**Instruction**:
Output each line exactly as it appears, skipping any embedded picture.

Excerpts from point annotation data
• • • • • • •

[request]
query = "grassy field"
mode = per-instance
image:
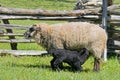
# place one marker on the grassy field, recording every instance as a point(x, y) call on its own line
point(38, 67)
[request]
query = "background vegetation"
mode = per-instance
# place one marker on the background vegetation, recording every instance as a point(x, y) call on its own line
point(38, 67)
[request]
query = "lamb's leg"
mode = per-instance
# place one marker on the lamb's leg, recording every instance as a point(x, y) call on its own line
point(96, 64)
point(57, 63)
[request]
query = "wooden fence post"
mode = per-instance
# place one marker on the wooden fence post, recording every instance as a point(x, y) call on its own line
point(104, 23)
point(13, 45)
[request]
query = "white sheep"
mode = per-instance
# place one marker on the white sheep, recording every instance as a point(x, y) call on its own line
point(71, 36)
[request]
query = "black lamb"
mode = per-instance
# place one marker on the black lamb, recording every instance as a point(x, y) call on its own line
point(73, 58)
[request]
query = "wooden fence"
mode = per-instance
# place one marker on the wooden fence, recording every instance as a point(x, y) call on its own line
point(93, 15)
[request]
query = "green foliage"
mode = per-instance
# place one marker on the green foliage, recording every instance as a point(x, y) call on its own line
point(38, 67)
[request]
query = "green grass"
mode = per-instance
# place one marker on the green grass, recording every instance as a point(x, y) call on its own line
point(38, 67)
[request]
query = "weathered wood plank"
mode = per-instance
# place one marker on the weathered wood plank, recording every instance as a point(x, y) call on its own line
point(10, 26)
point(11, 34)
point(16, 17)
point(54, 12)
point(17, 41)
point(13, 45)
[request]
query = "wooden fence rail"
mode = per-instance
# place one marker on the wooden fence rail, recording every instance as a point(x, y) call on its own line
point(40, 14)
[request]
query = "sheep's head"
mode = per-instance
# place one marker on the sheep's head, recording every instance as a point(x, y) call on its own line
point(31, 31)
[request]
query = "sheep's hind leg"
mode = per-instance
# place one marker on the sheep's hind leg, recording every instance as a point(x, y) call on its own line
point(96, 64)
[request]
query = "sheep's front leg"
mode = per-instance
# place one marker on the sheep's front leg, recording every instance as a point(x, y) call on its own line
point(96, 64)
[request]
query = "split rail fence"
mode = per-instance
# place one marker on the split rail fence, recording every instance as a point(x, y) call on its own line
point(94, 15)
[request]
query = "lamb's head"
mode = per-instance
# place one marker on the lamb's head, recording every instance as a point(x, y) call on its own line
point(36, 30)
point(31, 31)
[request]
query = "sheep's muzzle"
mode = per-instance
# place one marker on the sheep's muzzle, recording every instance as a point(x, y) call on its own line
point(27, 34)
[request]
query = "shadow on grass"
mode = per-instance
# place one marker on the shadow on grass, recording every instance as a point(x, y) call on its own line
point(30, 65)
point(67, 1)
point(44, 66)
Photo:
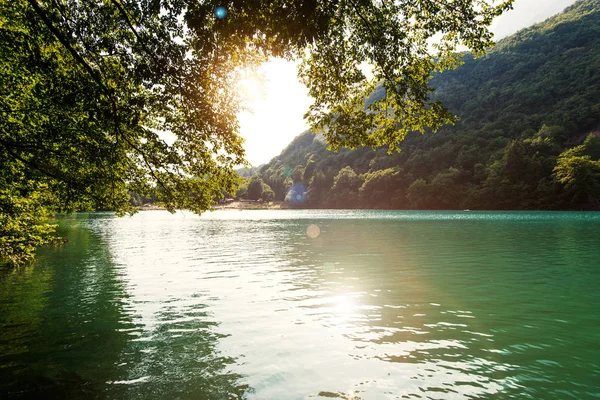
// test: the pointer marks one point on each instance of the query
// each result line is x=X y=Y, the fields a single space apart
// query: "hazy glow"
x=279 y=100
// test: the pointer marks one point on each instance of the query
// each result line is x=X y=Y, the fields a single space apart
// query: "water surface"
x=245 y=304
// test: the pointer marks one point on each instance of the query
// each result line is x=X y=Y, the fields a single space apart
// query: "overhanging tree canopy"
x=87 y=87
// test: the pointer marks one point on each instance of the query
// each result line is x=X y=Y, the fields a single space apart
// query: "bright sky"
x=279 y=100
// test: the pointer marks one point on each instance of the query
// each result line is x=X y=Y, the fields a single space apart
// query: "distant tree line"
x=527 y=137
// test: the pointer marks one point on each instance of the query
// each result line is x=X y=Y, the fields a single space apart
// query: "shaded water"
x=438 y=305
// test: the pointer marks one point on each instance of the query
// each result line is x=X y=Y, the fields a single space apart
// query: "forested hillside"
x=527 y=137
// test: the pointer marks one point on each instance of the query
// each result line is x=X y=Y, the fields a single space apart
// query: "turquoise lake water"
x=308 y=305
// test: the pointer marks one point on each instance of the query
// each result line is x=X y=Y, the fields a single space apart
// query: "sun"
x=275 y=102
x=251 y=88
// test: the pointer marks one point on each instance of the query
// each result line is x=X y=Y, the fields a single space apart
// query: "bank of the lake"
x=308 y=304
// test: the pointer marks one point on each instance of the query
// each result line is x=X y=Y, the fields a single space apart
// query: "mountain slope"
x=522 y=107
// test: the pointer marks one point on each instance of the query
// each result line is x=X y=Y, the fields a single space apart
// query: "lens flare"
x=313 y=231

• • • • • • •

**Response to the exercise**:
[request]
query = "grassy field"
mode = per-instance
image:
# place one marker on the grassy field, recording every instance as a point(x, y) call on its own line
point(38, 67)
[request]
query = "background vegetation"
mode = per-instance
# place one marker on the background vegetation, recording every instance as a point(x, y) call on its own line
point(38, 67)
[request]
query = "lamb's leg"
mode = per-instance
# place one marker on the lamb's leg, recording every instance as a point(x, y) call on its own line
point(96, 64)
point(57, 63)
[request]
query = "wooden fence post"
mode = per-instance
# place one marker on the wooden fence post, recording every instance as a point(x, y) call on its own line
point(104, 23)
point(13, 45)
[request]
query = "white sheep"
mode = per-instance
# place one marker on the white sheep, recording every instance as a point(x, y) call on its own line
point(71, 36)
[request]
query = "black lamb"
mode = per-instance
# place one marker on the black lamb, recording every instance as a point(x, y) call on its own line
point(73, 58)
[request]
query = "wooden fence"
mode = per-instance
# place one marker on the wooden fence, recording every instance as a point(x, y) call on its own line
point(93, 15)
[request]
query = "green foliage"
mode = per-instance
# place one marker on the green foliage, recording every instance as a point(x, y) call on its own line
point(38, 67)
[request]
query = "green grass"
mode = per-instance
# place one marker on the green grass, recording every instance as a point(x, y) call on its own line
point(38, 67)
[request]
query = "weathered wood plank"
mode = per-instance
# place one marker on the weathered wood plank, recording every instance as a point(x, y) call on its own line
point(10, 26)
point(11, 34)
point(16, 17)
point(54, 12)
point(17, 41)
point(13, 45)
[request]
query = "wooden fence rail"
mode = per-instance
# place one marker on the wooden fence rail, recording every instance as a point(x, y) call on its own line
point(40, 14)
[request]
query = "sheep's head"
mode = per-instance
# place one marker on the sheep's head, recording every instance as a point(x, y) call on its own line
point(31, 31)
[request]
query = "sheep's hind leg"
mode = per-instance
# place one marker on the sheep's hind leg, recording every instance as a point(x, y) call on its own line
point(96, 64)
[request]
query = "sheep's front leg"
mode = per-instance
# place one marker on the sheep's front leg, recording every instance as a point(x, y) call on its own line
point(96, 64)
[request]
query = "split rail fence"
mode = per-instance
# place one marker on the split rail fence, recording every instance as a point(x, y) call on its own line
point(94, 15)
[request]
query = "lamb's head"
mode = per-instance
# place one marker on the lamb's head, recording every instance as a point(x, y) call on its own line
point(36, 30)
point(31, 31)
[request]
query = "sheep's muzzle"
mode = per-instance
# place one marker on the sheep's muzzle, recording every instance as a point(x, y) call on its own line
point(27, 34)
[request]
query = "shadow on grass"
mode = per-instance
# place one marker on the shadow on grass, recording every instance as a point(x, y) call on its own line
point(30, 65)
point(67, 1)
point(44, 66)
Photo:
// test: the pointer marks one point on each instance of the query
// each result line is x=X y=Y, the fields a single space apart
// query: "hazy glow"
x=279 y=100
// test: the pointer marks one point on each instance of the query
// each result line is x=X y=Y, the fields a single space apart
// query: "water surface"
x=245 y=304
// test: the pointer marks one point on each instance of the query
// each result line is x=X y=Y, the fields a single space apart
// query: "overhanging tree canopy"
x=87 y=87
// test: the pointer marks one point on each instance of the query
// each result line is x=X y=Y, the fields a single space apart
// query: "bright sky"
x=279 y=100
// test: the pointer marks one point on each instance of the query
// each result line is x=X y=Y, the fields a single space apart
// query: "distant tree line"
x=527 y=137
// test: the pointer marks one point on each instance of the query
// each result line is x=X y=Y, the fields a single space apart
// query: "shaded water"
x=438 y=305
// test: the pointer marks one point on each instance of the query
// each result line is x=X y=Y, the fields a single space apart
// query: "forested hillside"
x=527 y=137
// test: the pointer marks one point on each instance of the query
// each result line is x=X y=Y, the fields a single space apart
// query: "turquoise lake water"
x=308 y=305
// test: the pointer marks one point on each instance of the query
// each result line is x=X y=Y, the fields a single space apart
// query: "sun"
x=275 y=102
x=251 y=88
// test: the pointer marks one point on each instance of the query
// each result line is x=X y=Y, the fields a single space apart
// query: "bank of the lake"
x=308 y=304
// test: the pointer marks one point on each instance of the query
// each result line is x=X y=Y, the fields a single space apart
// query: "mountain slope"
x=522 y=107
// test: the pointer marks one point on each instance of the query
// each result line is x=X y=Y, the fields a single space apart
// query: "lens flare"
x=313 y=231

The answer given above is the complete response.